It is known to provide a casing structure supporting a segmented liner about a stage of turbine blades, and, when rotational operation of the stage of blades in an associated gas turbine engine causes them to extend e.g. when the gas turbine engine is accelerated to full power, to then heat the casing structure so as to expand it and thus lift the segments away from the blades tips. Further, when engine power is reduced, which results in contraction of the turbine blades, it is known to cool the casing structure in order to cause it to also contract, in an attempt to maintain a desired clearance between the liner segments and the blades tips.
It has proved impossible to accurately match the expansion and contraction rates of the casing structure with the expansion and contraction rates of the turbine blades.
The present invention seeks to provide an improved casing structure and segmented liner assembly.
According to the exemplary embodiments, a segmented turbine liner supported by and within turbine casing structure includes sensing means with which to sense the proximity of said segments to turbine blades tips during operational rotation of a stage of said blades within said casing, signal generating means connected to said sensing means, and segment moving means connected to receive and be activated by signals generated thereby, so as to move as appropriate, any segments that said signals indicate are incorrectly spaced from respective blade tips.

:: ITEMS ::
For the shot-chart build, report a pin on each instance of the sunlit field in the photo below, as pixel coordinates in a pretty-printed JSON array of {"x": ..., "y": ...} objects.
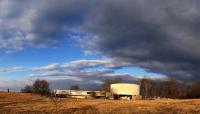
[{"x": 11, "y": 103}]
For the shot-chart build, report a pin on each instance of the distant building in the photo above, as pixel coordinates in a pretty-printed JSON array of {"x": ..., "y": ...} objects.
[
  {"x": 125, "y": 91},
  {"x": 117, "y": 91},
  {"x": 73, "y": 93}
]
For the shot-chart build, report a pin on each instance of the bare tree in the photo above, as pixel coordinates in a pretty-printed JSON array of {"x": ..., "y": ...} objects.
[
  {"x": 41, "y": 87},
  {"x": 74, "y": 87},
  {"x": 145, "y": 87}
]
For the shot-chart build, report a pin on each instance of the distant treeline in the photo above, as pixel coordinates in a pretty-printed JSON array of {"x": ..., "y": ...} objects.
[
  {"x": 149, "y": 88},
  {"x": 169, "y": 88}
]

:: GIVEN TASK A ::
In the turbine liner text, what has proved impossible?
:: GIVEN TASK B ::
Summarize the turbine liner text in two sentences.
:: GIVEN TASK C ::
Write the next part of the turbine liner text, picking up after its final sentence.

:: RESPONSE A ::
Accurately matching the expansion and contraction rates of the casing structure with those of the turbine blades.

:: RESPONSE B ::
Known designs heat a turbine casing structure to lift a segmented liner away from the blade tips when the blades extend, and cool it to contract when engine power drops, but the casing's expansion and contraction rates cannot be accurately matched to the blades'. The exemplary embodiments instead sense how close the liner segments are to the blade tips during rotation and use the resulting signals to move any segments that are incorrectly spaced.

:: RESPONSE C ::
The exemplary embodiments of the invention will now be described, by way of example, and with reference to the accompanying drawings, in which:
Referring to FIG. 1 . A gas turbine engine 10 includes a compressor 12, an outer casing 14 containing combustion equipment, followed by a turbine stage, (neither being shown in FIG. 1 ), and terminating in exhaust ducting 16. A unison ring 18 surrounds casing 14 and is connected via ball joints 19, and links 20 to respective ones of a corresponding number of screw threaded rods 22, that are equi-angularly spaced around casing 14. Links 20 are keyed to respective outer ends 24 of rods 22, so as to prevent relative rotation therebetween. Push-pull rams 23 rotate unison ring 18 on command, as explained later herein.
Referring to FIG. 2 . The screw threaded portions 28 of rods 22 engage internally screw threaded bosses 30 fixed in and about casing 14. The radially inner end portions of rods 22 extend to connect via ball joints 32, to respective segments 34, only one of which is shown in FIG. 2 , but a set of which forms an annular turbine stage liner, as depicted in FIG. 4 . A stage of turbine blades 36, only one of which is shown, extend towards, but stop short of the radially inner surface of respective liner segments 34.
The gas turbine engine depicted and described herein, can be used to power an aircraft (not shown). During such use, engine 10 experiences a variety of temperatures and speeds of revolution of the rotating parts, as the aircraft taxies to the runway, takes off and climbs to cruise height. The highest temperatures, speed of revolution, and greatest extension of blades 36 occur during the take off run and climb of the associated aircraft. During these regimes, engine thrust is at maximum. It is thus essential to move liner segments 34 radially outwards from the seal fins 38 on the outer ends of blades 36, so as to avoid, or at worst, much reduce, rubbing contact therebetween.
In the present example, movement of segments 34 is achieved by electrical circuitry, illustrated diagrammatically and numbered 40, that notes change in capacitance between the segments 34 and blade fins 38, the change being brought about by change in their spacing. Thus, on blades 36 extending their lengths towards segments 34, the capacitance will change and so generate a signal in circuit 42, which signal is passed to rams 23 to actuate them so as to rotate unison ring 18 in a direction that will in turn, rotate links 20. Links 20 will transmit the rotary movement to rods 22, which will screw through their respective bosses 30 in a direction radially outwardly of the axis of engine 10, thus lifting their respective segments 34 away from blade fins 38.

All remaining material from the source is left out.